> **Exercise instructions**
Could you please retype all of the data below exactly?

> **Entries provided**
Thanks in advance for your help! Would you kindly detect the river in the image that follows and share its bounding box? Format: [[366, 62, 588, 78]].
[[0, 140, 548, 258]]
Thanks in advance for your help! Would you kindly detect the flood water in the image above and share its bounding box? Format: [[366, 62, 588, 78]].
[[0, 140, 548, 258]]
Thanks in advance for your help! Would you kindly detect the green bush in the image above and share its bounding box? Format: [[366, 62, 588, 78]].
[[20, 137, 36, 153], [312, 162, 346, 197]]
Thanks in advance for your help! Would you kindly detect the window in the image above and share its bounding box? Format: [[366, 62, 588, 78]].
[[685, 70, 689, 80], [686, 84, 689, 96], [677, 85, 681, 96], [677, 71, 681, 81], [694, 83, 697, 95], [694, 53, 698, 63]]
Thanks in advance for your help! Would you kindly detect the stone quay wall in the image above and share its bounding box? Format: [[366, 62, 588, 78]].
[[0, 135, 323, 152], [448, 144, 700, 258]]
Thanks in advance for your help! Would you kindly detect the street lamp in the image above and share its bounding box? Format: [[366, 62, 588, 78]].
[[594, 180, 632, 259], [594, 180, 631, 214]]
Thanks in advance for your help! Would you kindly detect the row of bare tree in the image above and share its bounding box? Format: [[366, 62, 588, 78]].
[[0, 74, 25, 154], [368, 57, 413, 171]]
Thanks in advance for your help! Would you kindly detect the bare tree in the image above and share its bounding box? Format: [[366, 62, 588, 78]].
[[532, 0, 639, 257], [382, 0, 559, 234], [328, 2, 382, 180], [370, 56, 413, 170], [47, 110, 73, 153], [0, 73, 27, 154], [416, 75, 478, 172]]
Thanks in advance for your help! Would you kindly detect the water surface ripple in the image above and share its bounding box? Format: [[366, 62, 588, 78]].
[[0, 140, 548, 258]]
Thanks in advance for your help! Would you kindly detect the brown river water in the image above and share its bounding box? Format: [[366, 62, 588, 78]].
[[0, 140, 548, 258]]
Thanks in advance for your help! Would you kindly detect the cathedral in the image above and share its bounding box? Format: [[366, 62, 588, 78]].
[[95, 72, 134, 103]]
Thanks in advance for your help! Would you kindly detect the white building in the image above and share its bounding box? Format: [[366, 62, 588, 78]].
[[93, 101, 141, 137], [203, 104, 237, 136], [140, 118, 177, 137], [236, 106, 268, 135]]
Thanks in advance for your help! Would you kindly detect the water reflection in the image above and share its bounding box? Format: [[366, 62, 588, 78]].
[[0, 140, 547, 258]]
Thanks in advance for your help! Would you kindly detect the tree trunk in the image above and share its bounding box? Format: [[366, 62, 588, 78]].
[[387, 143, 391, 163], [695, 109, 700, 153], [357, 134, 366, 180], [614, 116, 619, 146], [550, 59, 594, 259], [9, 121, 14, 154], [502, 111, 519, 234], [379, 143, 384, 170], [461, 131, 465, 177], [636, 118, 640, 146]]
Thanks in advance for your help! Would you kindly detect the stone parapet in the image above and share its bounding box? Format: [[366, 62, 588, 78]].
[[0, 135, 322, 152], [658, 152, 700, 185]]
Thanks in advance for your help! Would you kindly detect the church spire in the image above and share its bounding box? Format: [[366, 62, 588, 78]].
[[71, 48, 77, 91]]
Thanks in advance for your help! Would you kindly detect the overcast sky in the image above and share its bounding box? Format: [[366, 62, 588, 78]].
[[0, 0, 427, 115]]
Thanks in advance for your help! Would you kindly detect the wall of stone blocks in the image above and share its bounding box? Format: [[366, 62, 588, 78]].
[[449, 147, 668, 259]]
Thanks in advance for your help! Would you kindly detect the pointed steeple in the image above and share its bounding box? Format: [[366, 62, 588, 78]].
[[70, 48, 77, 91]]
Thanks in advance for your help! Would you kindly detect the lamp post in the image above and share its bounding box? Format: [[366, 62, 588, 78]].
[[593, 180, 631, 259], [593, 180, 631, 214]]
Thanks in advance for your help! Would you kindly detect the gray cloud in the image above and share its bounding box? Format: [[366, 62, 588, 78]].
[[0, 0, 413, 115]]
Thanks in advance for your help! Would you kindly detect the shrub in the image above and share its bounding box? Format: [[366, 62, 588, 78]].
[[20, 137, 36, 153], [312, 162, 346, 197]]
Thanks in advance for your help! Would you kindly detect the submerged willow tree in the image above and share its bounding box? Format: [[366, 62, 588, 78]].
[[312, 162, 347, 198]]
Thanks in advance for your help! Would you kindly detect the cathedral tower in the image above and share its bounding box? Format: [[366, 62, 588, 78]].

> **Final answer**
Thanks in advance for your help! Would you kindly detect the river in the image that follows and share its bounding box? Format: [[366, 62, 588, 78]].
[[0, 140, 548, 258]]
Thanks in advance for your help! Would you kindly detect the flood water in the image above and share its bounding box? Format: [[366, 62, 588, 78]].
[[0, 140, 548, 258]]
Thanks in advance for your help! Would you kindly detect the green bush in the image above and share its bounding box? Format: [[366, 62, 588, 78]].
[[20, 137, 36, 153], [312, 162, 346, 197]]
Thanks in advance for your help! Would you kindly detect the window in the image above and share its bounding box? Format: [[366, 62, 588, 78]].
[[685, 70, 689, 80], [686, 84, 689, 96], [677, 85, 681, 96], [677, 71, 681, 81], [694, 83, 697, 95], [694, 53, 698, 63]]
Thanks in advance for your help! Would you kindly detect the stone quay wall in the image above and share its bounding box? Format: [[366, 62, 588, 78]].
[[0, 135, 323, 152], [448, 144, 700, 258]]
Thanks in advance for your help! Would you kindly detect the street lamp in the image above and share its bounding box? Format: [[366, 62, 588, 78]].
[[594, 180, 632, 259], [594, 180, 631, 214]]
Thanks in advance for your help! Would you kindly detect the row of bare tree in the image above and share its bounding box? Format: [[366, 62, 588, 78]].
[[0, 74, 25, 154], [368, 57, 413, 171]]
Thanks in advance for your help! Would you kindly detect the bare tree in the image above and share its bounding box? Format: [[366, 62, 588, 78]].
[[532, 0, 639, 257], [382, 0, 559, 234], [328, 2, 382, 180], [370, 56, 413, 170], [47, 110, 73, 153], [0, 73, 27, 154], [416, 75, 478, 172]]
Thanks in advance for your help! Would you kindly detect the water surface ripple in the image above and share its bounding box? Format: [[366, 62, 588, 78]].
[[0, 140, 548, 258]]
Thanks in advance for your help! Would you kindly detect the brown river water in the image above and share its bounding box? Format: [[366, 62, 588, 78]].
[[0, 140, 548, 258]]
Thanks in advance for your help! Would you kindly detect the cathedral in the image above and share its bounding box? Format: [[366, 62, 588, 78]].
[[95, 72, 134, 103]]
Thanks in advance for your help! Would you kindly detect the white building in the image above and share its bounding box? Format: [[366, 62, 588, 78]].
[[93, 101, 141, 137], [203, 104, 237, 136], [140, 118, 177, 137], [236, 106, 268, 135]]
Thanks in advance for your help! Would you kindly detect the water reflection in the image above and share its bounding box? Format: [[366, 62, 588, 78]].
[[0, 140, 547, 258]]
Thanks in advance for your help! Would you kindly detect the tree trunk in the image above and share its bounding box? Format: [[366, 62, 588, 78]].
[[387, 143, 391, 163], [695, 109, 700, 153], [357, 134, 366, 180], [614, 116, 619, 146], [550, 59, 594, 259], [9, 121, 14, 154], [502, 111, 519, 234], [379, 143, 384, 170], [461, 131, 465, 177], [636, 118, 640, 146]]
Thanks in advance for your help! Would you kindly detect the stone parapet in the image above and share its bounding box? Format: [[366, 62, 588, 78]].
[[0, 135, 322, 152], [658, 152, 700, 185]]
Thanks in advance for your help! Would you kindly detect the church spire in the image above and share its bounding box? Format: [[366, 62, 588, 78]].
[[71, 48, 77, 91]]
Thanks in advance for your help! Would you kindly detect the overcast sky in the image above and share its bounding box? Format: [[366, 62, 588, 78]].
[[0, 0, 427, 115]]
Thanks in advance for your help! Would you kindly detect the wall of stone blocks in the image above and share its bounding box? Format: [[366, 62, 588, 78]].
[[449, 147, 668, 259]]
Thanks in advance for your help! Would you kindly detect the pointed steeple in the image above and share its bounding box? Format: [[366, 62, 588, 78]].
[[70, 48, 77, 91]]
Thanks in advance for your help! Would you kindly detect the lamp post in the image above and share its bounding box? Format: [[366, 62, 588, 78]].
[[593, 180, 631, 259], [593, 180, 631, 214]]
Thanks in advance for your help! Would you kindly detect the gray cloud in the image above and share its bounding box? Format: [[366, 62, 588, 78]].
[[0, 0, 413, 115]]
Thanks in advance for your help! Would you kindly detect the shrub in the image above and share its bounding box? Format: [[366, 62, 588, 78]].
[[20, 137, 36, 153], [312, 162, 346, 197]]
Thanks in advance for your help! Would you kindly detect the submerged willow tree in the image above and share its bounding box? Format: [[366, 62, 588, 78]].
[[312, 162, 347, 198]]
Thanks in advance for your help! Would you kindly detect the cathedral tower in the image above and share its bounding box? Format: [[366, 62, 588, 78]].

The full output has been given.